◆ **TEXT PROVIDED**:

** BEGIN **

Happy Friday guys! I hope you had a lovely week and if you have had a week like mine, then you are SO ready for the weekend!
I have had this post on my mind for quite a few days – so today, is the day, when I try to write out whats been happening inside my head.
Balance – The coveted “B” word. Am I right, ladies and gents? I mean, whether you are a stay-at-home mom/dad, working mom/dad, or not even a parent but a student, business owner, entrepreneur – literally anything, you are for sure struggling with the “B” word. You are struggling between stabilizing your excessive caffeine intake and your needs of self-care. You are struggling with catching up on your inbox, which is flooded with unread messages and also making sure the dishwasher is unloaded and then loaded yet again for the third time. You are struggling with willing yourself to get out of bed before the kids so you can get in some quite coffee time all the while wrangling kids out the door to make it to school drop off on time. You are struggling with the comparison vortex you get sucked into every time you see an “influencer” post photos of their perfect white home, with white couches and pretty christmas decor while you try and get your child to not take apart your coffee table centre piece because she has decided the coffee table is now a chair (yes thats my personal story!).

** END **

◆ **GIVEN PROBLEM A**: Edit the blog post on balance by giving it again, starting at "Happy Friday guys!" and ending at "inside my head.", with "weekend" replaced by "holidays".

◆ **INFORMATION SHOWN**:
** BEGIN **

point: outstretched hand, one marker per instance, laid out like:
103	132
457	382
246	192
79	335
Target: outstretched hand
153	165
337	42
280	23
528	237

** END **

◆ **GIVEN PROBLEM B**: Repeat all of the records above verbatim, line for line.

◆ **OUTPUT A**:
Happy Friday guys! I hope you had a lovely week and if you have had a week like mine, then you are SO ready for the holidays!
I have had this post on my mind for quite a few days – so today, is the day, when I try to write out whats been happening inside my head.

◆ **OUTPUT B**:
point: outstretched hand, one marker per instance, laid out like:
103	132
457	382
246	192
79	335
Target: outstretched hand
153	165
337	42
280	23
528	237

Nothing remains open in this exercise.